## SET PROBLEM
Arrange these lines as a two-column CSV with the header text,answer, using one row for each group of lines that begins with "task:". Put the group's lines up to "masks:" in the text column and the outlines after it in the answer column, each in a single quoted field with line breaks replaced by spaces.

* Start STORED RECORDS *

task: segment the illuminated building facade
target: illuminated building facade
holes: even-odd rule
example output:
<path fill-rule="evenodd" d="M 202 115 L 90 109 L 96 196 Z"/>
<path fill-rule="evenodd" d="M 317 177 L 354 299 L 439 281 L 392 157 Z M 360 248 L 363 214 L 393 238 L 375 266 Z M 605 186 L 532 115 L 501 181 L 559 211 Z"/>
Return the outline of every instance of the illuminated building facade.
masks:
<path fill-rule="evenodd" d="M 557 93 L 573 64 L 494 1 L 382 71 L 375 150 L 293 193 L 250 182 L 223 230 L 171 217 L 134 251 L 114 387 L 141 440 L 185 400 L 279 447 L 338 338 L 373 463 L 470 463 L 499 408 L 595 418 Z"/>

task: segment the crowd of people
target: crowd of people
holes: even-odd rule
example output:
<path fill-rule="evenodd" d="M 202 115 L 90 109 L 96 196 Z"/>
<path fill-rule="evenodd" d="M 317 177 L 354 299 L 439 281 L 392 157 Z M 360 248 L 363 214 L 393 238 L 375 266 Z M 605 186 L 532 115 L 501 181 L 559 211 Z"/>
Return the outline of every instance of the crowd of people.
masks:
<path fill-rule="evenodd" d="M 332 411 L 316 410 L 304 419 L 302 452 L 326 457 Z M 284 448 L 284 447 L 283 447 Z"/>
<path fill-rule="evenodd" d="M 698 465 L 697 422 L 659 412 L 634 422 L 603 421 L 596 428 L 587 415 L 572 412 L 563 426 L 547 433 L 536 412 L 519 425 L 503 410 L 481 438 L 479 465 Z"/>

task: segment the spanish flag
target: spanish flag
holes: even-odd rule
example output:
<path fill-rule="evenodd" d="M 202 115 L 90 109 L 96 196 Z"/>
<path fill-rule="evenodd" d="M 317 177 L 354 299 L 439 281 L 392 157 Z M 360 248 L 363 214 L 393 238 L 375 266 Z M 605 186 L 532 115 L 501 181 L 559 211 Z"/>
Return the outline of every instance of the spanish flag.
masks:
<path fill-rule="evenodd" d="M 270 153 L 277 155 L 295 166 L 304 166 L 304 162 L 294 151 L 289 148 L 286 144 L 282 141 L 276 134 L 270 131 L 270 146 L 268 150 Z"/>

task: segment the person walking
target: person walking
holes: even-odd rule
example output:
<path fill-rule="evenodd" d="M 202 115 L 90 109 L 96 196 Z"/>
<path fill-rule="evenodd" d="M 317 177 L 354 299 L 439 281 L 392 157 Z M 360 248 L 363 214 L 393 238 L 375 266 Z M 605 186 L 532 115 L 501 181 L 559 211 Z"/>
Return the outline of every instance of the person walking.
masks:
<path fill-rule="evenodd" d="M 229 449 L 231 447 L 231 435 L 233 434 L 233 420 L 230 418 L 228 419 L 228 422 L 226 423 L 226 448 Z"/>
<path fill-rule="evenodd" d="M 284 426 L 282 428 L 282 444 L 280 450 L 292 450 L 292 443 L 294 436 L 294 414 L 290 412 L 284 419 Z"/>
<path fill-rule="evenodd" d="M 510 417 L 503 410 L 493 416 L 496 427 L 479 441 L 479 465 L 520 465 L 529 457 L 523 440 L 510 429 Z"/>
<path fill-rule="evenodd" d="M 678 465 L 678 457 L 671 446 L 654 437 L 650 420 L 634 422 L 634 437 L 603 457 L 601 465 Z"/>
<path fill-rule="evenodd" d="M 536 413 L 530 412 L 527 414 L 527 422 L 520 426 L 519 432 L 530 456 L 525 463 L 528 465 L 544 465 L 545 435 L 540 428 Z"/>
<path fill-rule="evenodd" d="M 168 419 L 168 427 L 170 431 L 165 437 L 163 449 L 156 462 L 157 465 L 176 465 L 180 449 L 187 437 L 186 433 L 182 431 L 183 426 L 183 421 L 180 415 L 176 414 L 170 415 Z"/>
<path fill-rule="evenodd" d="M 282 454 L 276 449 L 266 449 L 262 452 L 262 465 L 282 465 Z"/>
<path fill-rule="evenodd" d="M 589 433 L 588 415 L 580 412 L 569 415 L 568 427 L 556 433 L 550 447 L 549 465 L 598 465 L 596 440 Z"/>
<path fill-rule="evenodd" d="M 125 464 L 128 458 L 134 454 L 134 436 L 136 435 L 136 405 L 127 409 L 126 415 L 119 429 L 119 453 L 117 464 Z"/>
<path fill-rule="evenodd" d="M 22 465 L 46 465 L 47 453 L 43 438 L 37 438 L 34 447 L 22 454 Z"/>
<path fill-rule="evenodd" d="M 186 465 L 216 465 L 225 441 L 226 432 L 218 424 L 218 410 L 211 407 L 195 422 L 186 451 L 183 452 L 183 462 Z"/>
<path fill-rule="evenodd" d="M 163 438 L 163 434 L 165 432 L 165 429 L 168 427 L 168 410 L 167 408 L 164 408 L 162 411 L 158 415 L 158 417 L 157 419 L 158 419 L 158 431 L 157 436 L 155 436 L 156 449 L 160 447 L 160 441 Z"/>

* End STORED RECORDS *

## EXERCISE RESPONSE
text,answer
"task: segment the illuminated building facade target: illuminated building facade holes: even-odd rule example output: <path fill-rule=""evenodd"" d=""M 202 115 L 90 109 L 96 196 Z""/> <path fill-rule=""evenodd"" d=""M 317 177 L 354 299 L 439 281 L 392 157 Z M 360 248 L 363 214 L 393 238 L 375 266 Z M 605 186 L 532 115 L 501 181 L 559 211 Z""/> Return the outline of every instance of the illuminated building facade. masks:","<path fill-rule=""evenodd"" d=""M 557 93 L 573 64 L 494 1 L 382 71 L 375 150 L 293 193 L 250 182 L 223 230 L 171 217 L 134 251 L 114 387 L 141 440 L 185 400 L 279 447 L 338 338 L 373 463 L 470 463 L 499 408 L 595 418 Z""/>"
"task: segment the crowd of people target: crowd of people holes: even-odd rule example output: <path fill-rule=""evenodd"" d=""M 202 115 L 90 109 L 96 196 Z""/> <path fill-rule=""evenodd"" d=""M 317 177 L 354 299 L 439 281 L 392 157 Z M 360 248 L 363 214 L 393 238 L 375 266 Z M 605 186 L 532 115 L 501 181 L 559 211 Z""/> Return the outline of every instance of the crowd of people. masks:","<path fill-rule=""evenodd"" d=""M 332 411 L 316 410 L 304 419 L 302 452 L 326 457 Z M 284 448 L 284 447 L 283 447 Z""/> <path fill-rule=""evenodd"" d=""M 698 465 L 697 422 L 659 412 L 634 422 L 603 421 L 596 428 L 587 415 L 572 412 L 563 426 L 547 433 L 536 412 L 519 425 L 503 410 L 481 438 L 479 465 Z""/>"
"task: segment the spanish flag target: spanish flag holes: even-odd rule example output: <path fill-rule=""evenodd"" d=""M 202 115 L 90 109 L 96 196 Z""/> <path fill-rule=""evenodd"" d=""M 317 177 L 354 299 L 439 281 L 392 157 Z M 360 248 L 363 214 L 393 238 L 375 266 Z M 605 186 L 532 115 L 501 181 L 559 211 Z""/> Return the outline of every instance of the spanish flag. masks:","<path fill-rule=""evenodd"" d=""M 270 153 L 277 155 L 295 166 L 304 166 L 304 162 L 294 151 L 289 148 L 286 144 L 282 141 L 276 134 L 270 131 L 270 146 L 268 150 Z""/>"
"task: segment the person walking target: person walking holes: even-odd rule example output: <path fill-rule=""evenodd"" d=""M 202 115 L 90 109 L 96 196 Z""/> <path fill-rule=""evenodd"" d=""M 317 177 L 354 299 L 439 281 L 392 157 Z M 360 248 L 363 214 L 393 238 L 375 266 Z M 605 186 L 532 115 L 501 181 L 559 211 Z""/> Return the outline of every instance of the person walking. masks:","<path fill-rule=""evenodd"" d=""M 229 449 L 231 447 L 231 435 L 233 434 L 233 420 L 230 418 L 228 419 L 228 422 L 226 423 L 226 448 Z""/> <path fill-rule=""evenodd"" d=""M 284 426 L 282 428 L 282 444 L 280 450 L 292 450 L 292 443 L 294 436 L 294 414 L 290 412 L 284 419 Z""/> <path fill-rule=""evenodd"" d=""M 510 417 L 503 410 L 493 416 L 496 427 L 479 441 L 479 465 L 520 465 L 529 457 L 523 440 L 510 429 Z""/> <path fill-rule=""evenodd"" d=""M 678 465 L 678 457 L 671 446 L 654 437 L 650 420 L 634 422 L 634 437 L 603 457 L 601 465 Z""/> <path fill-rule=""evenodd"" d=""M 536 413 L 530 412 L 527 414 L 527 422 L 520 426 L 519 432 L 530 456 L 525 463 L 528 465 L 544 465 L 545 435 L 540 428 Z""/> <path fill-rule=""evenodd"" d=""M 168 419 L 168 427 L 170 431 L 165 437 L 163 449 L 156 462 L 157 465 L 176 465 L 180 449 L 187 437 L 186 433 L 182 431 L 183 426 L 183 421 L 180 415 L 176 414 L 170 415 Z""/> <path fill-rule=""evenodd"" d=""M 282 454 L 276 449 L 266 449 L 262 452 L 262 465 L 282 465 Z""/> <path fill-rule=""evenodd"" d=""M 589 433 L 588 415 L 580 412 L 569 415 L 568 427 L 556 433 L 550 447 L 549 465 L 598 465 L 596 440 Z""/> <path fill-rule=""evenodd"" d=""M 125 464 L 128 458 L 134 454 L 134 436 L 136 435 L 136 405 L 127 409 L 126 415 L 119 429 L 119 453 L 117 464 Z""/> <path fill-rule=""evenodd"" d=""M 22 465 L 46 465 L 47 453 L 43 438 L 37 438 L 34 447 L 22 454 Z""/> <path fill-rule=""evenodd"" d=""M 186 465 L 216 465 L 225 441 L 226 432 L 218 424 L 218 410 L 211 407 L 195 422 L 186 451 L 183 452 L 183 462 Z""/> <path fill-rule=""evenodd"" d=""M 163 438 L 163 434 L 165 432 L 165 429 L 168 427 L 168 410 L 167 408 L 164 408 L 162 411 L 158 415 L 158 417 L 157 419 L 158 419 L 158 431 L 157 436 L 155 436 L 156 449 L 160 447 L 160 441 Z""/>"